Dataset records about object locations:
· · · · · · ·

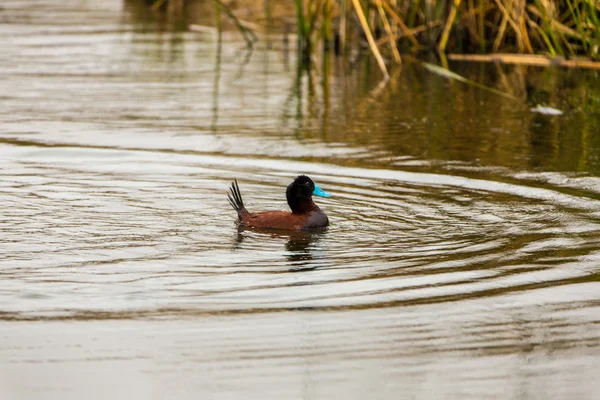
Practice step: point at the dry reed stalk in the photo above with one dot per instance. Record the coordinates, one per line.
(389, 32)
(526, 59)
(374, 49)
(446, 32)
(405, 30)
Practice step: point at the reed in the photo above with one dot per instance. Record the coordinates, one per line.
(567, 28)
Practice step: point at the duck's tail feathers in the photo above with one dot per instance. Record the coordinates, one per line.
(235, 198)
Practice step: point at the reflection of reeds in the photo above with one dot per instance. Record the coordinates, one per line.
(555, 27)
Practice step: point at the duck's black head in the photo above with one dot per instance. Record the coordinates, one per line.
(299, 194)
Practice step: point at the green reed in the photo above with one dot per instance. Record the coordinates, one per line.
(555, 27)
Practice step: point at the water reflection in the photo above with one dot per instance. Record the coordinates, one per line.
(459, 262)
(303, 249)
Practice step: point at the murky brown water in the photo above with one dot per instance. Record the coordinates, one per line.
(462, 261)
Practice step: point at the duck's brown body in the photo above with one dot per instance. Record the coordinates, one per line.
(305, 213)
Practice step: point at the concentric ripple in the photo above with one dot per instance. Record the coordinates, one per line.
(152, 234)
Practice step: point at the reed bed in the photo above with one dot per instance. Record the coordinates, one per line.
(557, 28)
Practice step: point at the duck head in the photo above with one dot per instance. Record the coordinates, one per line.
(299, 194)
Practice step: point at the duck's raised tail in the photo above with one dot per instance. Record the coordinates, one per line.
(235, 199)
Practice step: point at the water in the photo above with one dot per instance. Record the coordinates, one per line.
(462, 259)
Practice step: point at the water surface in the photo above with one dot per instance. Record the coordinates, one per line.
(462, 259)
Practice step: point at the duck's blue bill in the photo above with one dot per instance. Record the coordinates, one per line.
(320, 192)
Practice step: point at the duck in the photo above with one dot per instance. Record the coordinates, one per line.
(305, 214)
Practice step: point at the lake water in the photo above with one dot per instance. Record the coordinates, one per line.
(462, 261)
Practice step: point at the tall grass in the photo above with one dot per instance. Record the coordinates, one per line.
(567, 28)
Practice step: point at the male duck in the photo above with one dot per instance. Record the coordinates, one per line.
(305, 213)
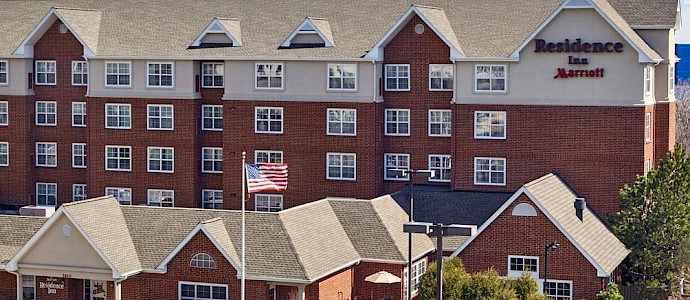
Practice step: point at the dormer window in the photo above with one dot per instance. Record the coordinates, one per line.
(202, 261)
(312, 33)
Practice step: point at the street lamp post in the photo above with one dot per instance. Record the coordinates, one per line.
(553, 246)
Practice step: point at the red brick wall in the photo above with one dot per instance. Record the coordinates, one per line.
(527, 236)
(139, 286)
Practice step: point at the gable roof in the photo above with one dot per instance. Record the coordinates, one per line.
(590, 236)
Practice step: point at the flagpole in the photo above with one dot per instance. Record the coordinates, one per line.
(244, 196)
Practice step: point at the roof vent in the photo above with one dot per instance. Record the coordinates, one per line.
(580, 205)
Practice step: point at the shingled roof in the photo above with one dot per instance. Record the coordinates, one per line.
(481, 28)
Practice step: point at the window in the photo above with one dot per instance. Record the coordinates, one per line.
(28, 287)
(212, 160)
(268, 120)
(78, 155)
(161, 160)
(46, 154)
(342, 121)
(269, 76)
(160, 117)
(202, 261)
(440, 77)
(489, 125)
(46, 194)
(4, 113)
(397, 77)
(212, 75)
(342, 77)
(80, 73)
(46, 113)
(118, 116)
(396, 161)
(398, 122)
(123, 195)
(268, 157)
(4, 74)
(212, 117)
(266, 202)
(418, 268)
(489, 171)
(490, 78)
(203, 291)
(439, 122)
(164, 198)
(341, 166)
(78, 192)
(648, 127)
(45, 72)
(118, 158)
(4, 154)
(118, 74)
(559, 290)
(441, 165)
(160, 75)
(519, 264)
(212, 199)
(79, 114)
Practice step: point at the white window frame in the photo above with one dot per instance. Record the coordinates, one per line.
(118, 158)
(47, 194)
(269, 120)
(397, 78)
(212, 159)
(442, 78)
(195, 284)
(270, 155)
(491, 124)
(160, 193)
(441, 124)
(270, 66)
(79, 106)
(82, 73)
(46, 154)
(491, 78)
(517, 273)
(212, 198)
(648, 127)
(340, 77)
(4, 152)
(213, 74)
(122, 195)
(397, 122)
(119, 115)
(47, 71)
(341, 166)
(491, 159)
(4, 113)
(339, 113)
(160, 159)
(118, 73)
(386, 167)
(160, 75)
(213, 117)
(5, 71)
(83, 195)
(46, 112)
(272, 198)
(160, 117)
(437, 170)
(83, 153)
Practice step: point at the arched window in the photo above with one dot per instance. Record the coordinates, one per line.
(202, 260)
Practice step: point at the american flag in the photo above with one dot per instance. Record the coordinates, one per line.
(266, 177)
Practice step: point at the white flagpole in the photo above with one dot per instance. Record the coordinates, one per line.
(244, 191)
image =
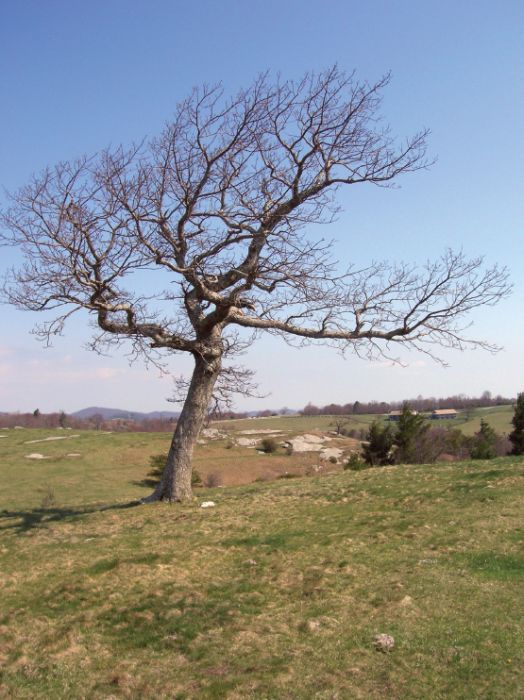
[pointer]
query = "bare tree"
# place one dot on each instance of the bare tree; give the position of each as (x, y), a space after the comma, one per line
(219, 207)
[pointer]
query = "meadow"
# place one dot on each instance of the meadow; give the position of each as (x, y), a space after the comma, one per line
(276, 592)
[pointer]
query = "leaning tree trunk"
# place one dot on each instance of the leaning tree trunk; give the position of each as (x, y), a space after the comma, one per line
(175, 484)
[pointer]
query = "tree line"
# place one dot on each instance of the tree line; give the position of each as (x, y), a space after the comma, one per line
(413, 441)
(420, 404)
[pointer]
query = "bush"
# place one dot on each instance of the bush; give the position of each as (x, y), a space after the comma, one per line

· · · · · · ·

▶ YOUR TASK: Without the pictures, restate each entry exactly.

▶ IN RESPONSE:
Practice step: point at the dry reed stalk in the photo above with one dot per instance. Record the coordinates, one per line.
(389, 32)
(526, 59)
(374, 49)
(446, 32)
(405, 30)
Practice step: point at the reed in the photo above with one dot per instance. Record the coordinates, one per line.
(567, 28)
Practice step: point at the duck's tail feathers in the photo above with one dot per instance. Record the coordinates, one per line.
(235, 198)
Practice step: point at the reflection of reeds in the photo above with one dot per instance. Record the coordinates, one per line.
(555, 27)
Practice step: point at the duck's black head in the photo above with one dot per instance. Record the coordinates, one per line.
(299, 194)
Practice step: point at the green reed in the photo above with one dot per instance. Record the coordinates, one per line.
(555, 27)
Practice step: point at the water reflection in the photo above with one dot per instance. Record the coordinates, one per line.
(459, 262)
(303, 249)
Practice step: point at the murky brown water in the photo above with one dot per instance. Record the coordinates, one per line.
(462, 261)
Practice step: point at the duck's brown body in the photo above with one dot per instance. Record the coordinates, one per line.
(305, 213)
Practice step: point at the concentric ripple in the photo above with one dot per instance. Record the coordinates, one per line.
(152, 234)
Practice step: point at the reed bed in the photo above with one dot per instance. Record the coordinates, one per line.
(557, 28)
Practice step: point at the duck head in the photo above with one dot per instance. Record the coordinates, one per line.
(299, 194)
Practice step: point at the duck's raised tail in the photo above with one dot per instance. Record the coordinates, one per line.
(235, 199)
Practice step: point at the water in the photo above with one dot per instance. Record the coordinates, one per line.
(462, 259)
Practice step: point at the water surface in the photo above with one dot per instance. Record the coordinates, one per line.
(462, 259)
Practice step: point at the duck's blue bill in the photo above with one dot per instance. Record the coordinates, one per line.
(320, 192)
Practice step: point at the duck in the photo above with one dot per instance. Record the coordinates, one per line.
(305, 214)
Practice step: point at the lake water in the photo above with one dot per instance. Record the coordinates, one per line.
(462, 261)
Practice step: point at the tall grass in the photo above with one dot per instance. Record the coordinates, one per line.
(567, 28)
Practice step: point at the male duck in the photo above with one dot per instance. Record the coordinates, one per line.
(305, 213)
Practice step: point at the dormer window in the photo above with one dot per instance. Record the coordinates, one per line.
(202, 261)
(312, 33)
Practice step: point at the street lamp post in the photo above with one dot per instance. Record the coordinates, one per line.
(553, 246)
Practice step: point at the red brick wall in the photo above with one dot per instance. Record the coordinates, one per line.
(527, 236)
(139, 286)
Practice step: point at the gable roof in the photo above with one dot per instance. Record the coordinates, one per line.
(590, 236)
Practice step: point at the flagpole in the photo above with one dot per instance. Record the coordinates, one per line.
(244, 196)
Practice step: point at the roof vent in the photo above with one dot per instance. Record the coordinates, one per line.
(580, 205)
Practice step: point at the shingled roof in the photo above with one dot per instance. Record the coordinates, one per line.
(481, 28)
Practice step: point at the window in the photo above with one dot per instance. Record the coordinates, one per line.
(28, 287)
(212, 160)
(268, 120)
(78, 155)
(161, 160)
(46, 154)
(342, 121)
(269, 76)
(160, 117)
(202, 261)
(440, 77)
(489, 125)
(46, 194)
(4, 113)
(397, 77)
(212, 75)
(342, 77)
(80, 73)
(46, 113)
(118, 116)
(396, 161)
(398, 122)
(123, 195)
(268, 157)
(4, 74)
(212, 117)
(266, 202)
(418, 268)
(489, 171)
(490, 78)
(203, 291)
(439, 122)
(164, 198)
(341, 166)
(78, 192)
(648, 127)
(45, 72)
(118, 158)
(4, 154)
(118, 74)
(559, 290)
(441, 165)
(160, 75)
(519, 264)
(212, 199)
(79, 114)
Practice step: point at the white window frame in the photo above with one dot per instance. Record the coordinates, one per line.
(118, 158)
(47, 194)
(269, 120)
(397, 78)
(212, 159)
(442, 78)
(195, 284)
(270, 155)
(491, 124)
(160, 193)
(441, 124)
(270, 66)
(79, 106)
(82, 73)
(46, 154)
(491, 78)
(517, 273)
(212, 198)
(648, 127)
(340, 77)
(4, 152)
(213, 74)
(122, 195)
(397, 122)
(119, 115)
(47, 71)
(341, 166)
(491, 159)
(4, 113)
(339, 113)
(160, 159)
(118, 73)
(386, 167)
(160, 75)
(213, 117)
(5, 71)
(83, 195)
(46, 112)
(272, 198)
(160, 117)
(437, 170)
(83, 153)
Practice step: point at the arched window in the photo above with one dot per instance. Record the coordinates, one per line.
(202, 260)
Practice step: point at the american flag in the photo above with one dot per instance. Record the coordinates, one per line.
(266, 177)
Practice step: point at the white flagpole in the photo above with one dot per instance. Record the coordinates, one per line.
(244, 191)
image =
[pointer]
query = "bare tree"
# place one dot on each instance of the bare tree; give the position of each as (x, y), a space after the comma, one per line
(219, 207)
[pointer]
query = "meadow"
# place one dot on each instance of the meadow; give the position of each as (x, y), a space after the comma, one per line
(276, 592)
[pointer]
query = "leaning tree trunk"
# place one dot on each instance of the leaning tree trunk; give the position of each as (x, y), a space after the comma, one per line
(175, 484)
[pointer]
query = "tree line"
# place one dot on each instance of the tree line; give the position of each as (x, y), a space after the comma, one per line
(413, 441)
(420, 404)
[pointer]
query = "bush"
# place one dot on each instance of the bush; give the position of each as (x, y), a space after the comma, one per line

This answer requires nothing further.